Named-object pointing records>
[Begin]
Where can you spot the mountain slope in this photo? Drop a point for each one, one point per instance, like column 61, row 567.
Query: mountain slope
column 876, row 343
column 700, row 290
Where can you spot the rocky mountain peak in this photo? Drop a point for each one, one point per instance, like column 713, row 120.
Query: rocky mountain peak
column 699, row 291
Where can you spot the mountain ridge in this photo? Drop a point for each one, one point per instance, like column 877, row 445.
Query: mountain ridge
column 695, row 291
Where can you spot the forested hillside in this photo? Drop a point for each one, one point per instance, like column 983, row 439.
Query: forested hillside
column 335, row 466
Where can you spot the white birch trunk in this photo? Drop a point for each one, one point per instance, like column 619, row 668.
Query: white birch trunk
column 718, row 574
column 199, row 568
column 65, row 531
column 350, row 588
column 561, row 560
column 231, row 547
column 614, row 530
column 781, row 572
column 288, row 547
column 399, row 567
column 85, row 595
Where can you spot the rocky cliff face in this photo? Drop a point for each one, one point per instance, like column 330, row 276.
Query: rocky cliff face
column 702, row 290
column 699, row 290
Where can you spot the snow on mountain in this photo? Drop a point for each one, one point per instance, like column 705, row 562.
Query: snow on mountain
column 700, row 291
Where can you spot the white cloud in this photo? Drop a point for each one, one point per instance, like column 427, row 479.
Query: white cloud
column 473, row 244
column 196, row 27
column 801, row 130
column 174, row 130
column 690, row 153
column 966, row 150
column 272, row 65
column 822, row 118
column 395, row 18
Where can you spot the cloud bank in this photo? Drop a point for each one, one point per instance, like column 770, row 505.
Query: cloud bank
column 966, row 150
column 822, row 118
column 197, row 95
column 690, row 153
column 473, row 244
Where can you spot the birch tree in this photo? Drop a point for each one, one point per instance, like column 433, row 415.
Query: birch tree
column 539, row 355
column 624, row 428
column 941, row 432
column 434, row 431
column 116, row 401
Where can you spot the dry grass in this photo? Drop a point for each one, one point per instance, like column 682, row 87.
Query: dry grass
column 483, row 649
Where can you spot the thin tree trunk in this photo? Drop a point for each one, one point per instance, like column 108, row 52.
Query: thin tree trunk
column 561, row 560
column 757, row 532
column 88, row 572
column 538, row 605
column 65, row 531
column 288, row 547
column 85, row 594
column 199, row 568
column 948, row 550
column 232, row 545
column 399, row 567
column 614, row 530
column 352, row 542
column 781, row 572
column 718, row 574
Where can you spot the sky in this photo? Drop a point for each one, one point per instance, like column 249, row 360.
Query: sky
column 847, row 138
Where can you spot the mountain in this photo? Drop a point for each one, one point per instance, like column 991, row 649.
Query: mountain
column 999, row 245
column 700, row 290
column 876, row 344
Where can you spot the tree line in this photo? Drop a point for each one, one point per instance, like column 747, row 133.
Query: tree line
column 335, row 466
[End]
WRITTEN TASK> Quote, word for word, every line starting at the one that contains "Where can you spot the sky" and ending with the final line of the entries.

IN RESPONSE>
Where can you spot the sky in this photo? Drop a point for each one, one point per instance, like column 249, row 360.
Query: sky
column 847, row 138
Where can you spot the mountain in this photo? Drop a point for each one, one point per instance, like column 991, row 649.
Query: mountain
column 999, row 245
column 700, row 290
column 876, row 344
Where can you spot the tree line in this photo? Drop a point for each one, one point per instance, like column 747, row 133.
Query: tree line
column 335, row 466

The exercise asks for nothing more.